* _Records provided_:
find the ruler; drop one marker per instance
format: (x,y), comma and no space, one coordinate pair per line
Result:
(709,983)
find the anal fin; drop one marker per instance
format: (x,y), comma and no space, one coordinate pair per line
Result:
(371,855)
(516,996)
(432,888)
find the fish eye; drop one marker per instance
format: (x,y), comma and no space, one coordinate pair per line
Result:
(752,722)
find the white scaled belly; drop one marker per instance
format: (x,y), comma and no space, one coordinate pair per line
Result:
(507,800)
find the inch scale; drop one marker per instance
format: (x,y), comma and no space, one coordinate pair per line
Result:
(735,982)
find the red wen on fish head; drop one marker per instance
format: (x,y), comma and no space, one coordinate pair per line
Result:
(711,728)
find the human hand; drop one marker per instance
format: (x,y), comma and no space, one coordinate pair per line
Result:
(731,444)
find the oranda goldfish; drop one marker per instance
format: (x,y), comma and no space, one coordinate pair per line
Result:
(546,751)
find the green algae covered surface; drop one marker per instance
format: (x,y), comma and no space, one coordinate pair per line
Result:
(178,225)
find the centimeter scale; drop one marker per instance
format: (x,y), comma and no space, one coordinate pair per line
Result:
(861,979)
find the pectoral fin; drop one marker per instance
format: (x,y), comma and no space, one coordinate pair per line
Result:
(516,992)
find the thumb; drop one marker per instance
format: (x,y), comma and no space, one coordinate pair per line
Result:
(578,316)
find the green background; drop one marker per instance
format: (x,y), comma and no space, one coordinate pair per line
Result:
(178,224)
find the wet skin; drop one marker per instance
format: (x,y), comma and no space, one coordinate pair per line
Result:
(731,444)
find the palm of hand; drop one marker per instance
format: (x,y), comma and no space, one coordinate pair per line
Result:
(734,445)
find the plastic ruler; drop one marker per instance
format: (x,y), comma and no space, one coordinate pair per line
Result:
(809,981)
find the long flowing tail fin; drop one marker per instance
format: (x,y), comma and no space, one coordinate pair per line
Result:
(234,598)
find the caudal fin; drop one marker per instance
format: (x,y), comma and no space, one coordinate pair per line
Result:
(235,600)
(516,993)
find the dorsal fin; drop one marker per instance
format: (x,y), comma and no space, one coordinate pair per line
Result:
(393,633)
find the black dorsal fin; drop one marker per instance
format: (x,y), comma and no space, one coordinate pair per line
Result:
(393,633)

* _Given exercise_: Give all of the lines above as a JSON list of strings, with one string per line and blank lines left out.

* _The response_:
[
  "find the ruler; drop one marker per instance",
  "format: (x,y), comma and no space, one coordinate pair per line",
  "Result:",
  "(709,983)",
  "find the anal fin; drop one marker per instance",
  "format: (x,y), comma and no space, one coordinate pair per line",
  "Result:",
  "(371,855)",
  "(516,996)",
  "(432,888)",
  "find the fish eye; drop one marker per instance",
  "format: (x,y), comma and no space, one coordinate pair per line",
  "Result:",
  "(752,722)",
  "find the white scaled belly; drop one marker per instance",
  "format: (x,y), comma and no space, one coordinate pair per line",
  "Result:",
  "(507,800)",
  "find the inch scale; drop one marker per instance",
  "format: (x,y), comma and no space, one coordinate pair per line",
  "Result:",
  "(735,982)",
  "find the red wen on fish head; drop one marker per instance",
  "format: (x,y), comma and no space, one coordinate pair per line",
  "Result:",
  "(711,728)",
  "find the human hand; drop one marker per instance",
  "format: (x,y), comma and no space, one coordinate pair per line",
  "Result:",
  "(731,444)",
  "find the oranda goldfish; drop one marker per instance",
  "format: (x,y), comma and no space, one coordinate pair per line",
  "Result:",
  "(546,751)",
  "find the green algae covered surface; drop one marker per instance",
  "format: (x,y), comma and no space, one coordinate pair per line",
  "Result:",
  "(178,225)",
  "find the centimeter scale; drop one marker per instance",
  "format: (x,y), comma and no space, one coordinate pair per line",
  "Result:",
  "(861,979)",
  "find the pectoral fin; drop one marker per instance",
  "format: (x,y), comma and no space, one coordinate pair per line",
  "Result:",
  "(516,992)",
  "find the thumb; drop one marker per instance",
  "format: (x,y), comma and no space, one coordinate pair per line",
  "Result:",
  "(578,316)",
  "find the green background; drop one marker per instance",
  "format: (x,y), comma and no space, one coordinate pair per line",
  "Result:",
  "(178,224)",
  "find the wet skin; drop one marker per instance",
  "format: (x,y), comma and no space, one coordinate pair per line",
  "Result:",
  "(731,444)",
  "find the palm of hand; drop one marker per instance",
  "format: (x,y), comma and no space, one coordinate pair per line",
  "Result:",
  "(734,445)",
  "find the plastic ruler; drop one marker per instance",
  "format: (x,y), comma and no space, one coordinate pair per line",
  "Result:",
  "(809,981)",
  "find the long flowing tail fin; drop one marker per instance",
  "format: (x,y), comma and no space, one coordinate pair per line",
  "Result:",
  "(234,598)",
  "find the caudal fin; drop one marker per instance",
  "format: (x,y), comma and no space, one coordinate pair per line",
  "Result:",
  "(235,600)",
  "(516,993)",
  "find the dorsal fin; drop one marker per instance",
  "format: (x,y), comma and no space, one coordinate pair per line",
  "Result:",
  "(393,633)",
  "find the black dorsal fin; drop one marker per instance",
  "format: (x,y), comma and no space, one coordinate pair per line",
  "Result:",
  "(393,633)"
]